==== Document section ====
The teacher had kindly invited us to sit with our backs straight, to sit like a mountain, upright and relaxed. She had instructed us how to bring our awareness to our breath and how to return our attention to the breath when thoughts would arise. I tried over and over again to bring my attention to my breath, but after a breath or two the pain intruded.
I was too shy to ask her for advice, so I struggled with it for a quite a while, for several months actually. Then it came to me. I am at battle with this pain. It is going no where until I acknowledge it without judging it and hold it fully in a neutral way.
This was a big aha and opened up a whole path of enquiry for me. I was so afraid of doing the meditation wrong, of not getting it right, of being inadequate. Memories of childhood incidents sprung to the surface as did their accompanying feelings. I learned to sit with what came in this new neutral way. To allow them their life. And though it seems strange, even as I write this, by allowing them to be with me fully without my interceding in any way, their energy released opening me more and more.
This is important. Allow what is here for you right now to be here. Be with it fully. Start where you are.
There is nothing intrinsically harmful about anger. Anger is a natural emotion that moves us to action. As with all emotions, it rises and falls away. So why do we often feel that we can’t shake anger? Why does it stick to us however hard we try to push it away?
The answers are many. Perhaps this stickiness comes from how our culture teaches us not to show anger or how as children we protected ourselves in difficult and dangerous situations by not showing it. The truth is, though, the cause is not what matters. What matters is how we are with it; how we respond to it.
In my life experience, anger has been a great teacher. A person very close to me had for many years been caught in the throws of addiction hurting herself, her family—all her relationships and endeavors. Her suffering was palpable. At first, when the call would come that she was in a desperate situation, I would run to her side with the belief that I could set everything right. Once the appearance of balance and health emerged I assumed all was right and would leave triumphantly. Of course, this was a delusion. I had accomplished nothing and failed to notice this for the longest time.
Over time my anger grew becoming a constant irritating companion. Then, fortuitously, as my mindfulness practice developed, I noticed and sat down with my anger. This starting where I was, was crucial in my journey of awakening to my anger and my true nature.
At first I sat with it in the same way I might sit by a roaring campfire. Giving it space, I sat a little bit away from its heat while watching intently its flames flicker and dance. I sat with it for a long time in this way noticing, acknowledging, and watching. When it felt right, I invited it to,open to me from its perspective by asking, “What’s the worst part of the situation?” It let me know.
==== Recorded information ====
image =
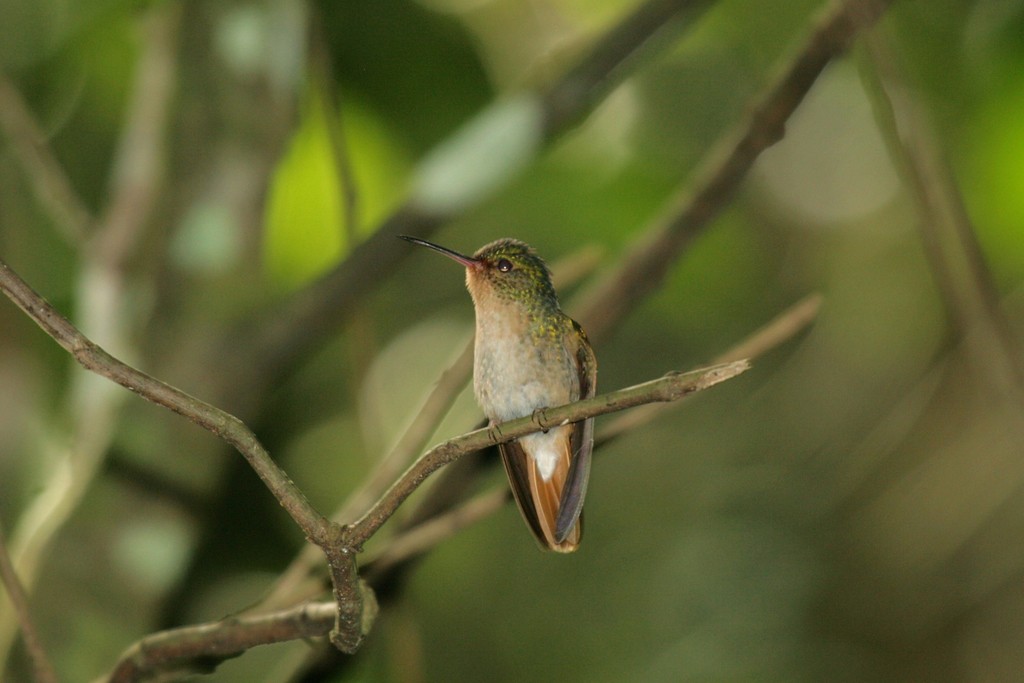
====
> Work to complete:
A. Reproduce word for word the part of the text about meditation and anger that begins at "At first I sat" and ends after "let me know.".
B. For each statement, say yes or no depending on whether it agrees with the text about meditation and anger, and quote the words that decide it. (i) The writer asked the teacher for advice about the pain. (ii) The writer's struggle with the pain went on for several months. (iii) The text calls anger intrinsically harmful.

> Task results:
A.
At first I sat with it in the same way I might sit by a roaring campfire. Giving it space, I sat a little bit away from its heat while watching intently its flames flicker and dance. I sat with it for a long time in this way noticing, acknowledging, and watching. When it felt right, I invited it to,open to me from its perspective by asking, “What’s the worst part of the situation?” It let me know.

B.
(i) No: "I was too shy to ask her for advice"
(ii) Yes: "for several months actually"
(iii) No: "There is nothing intrinsically harmful about anger."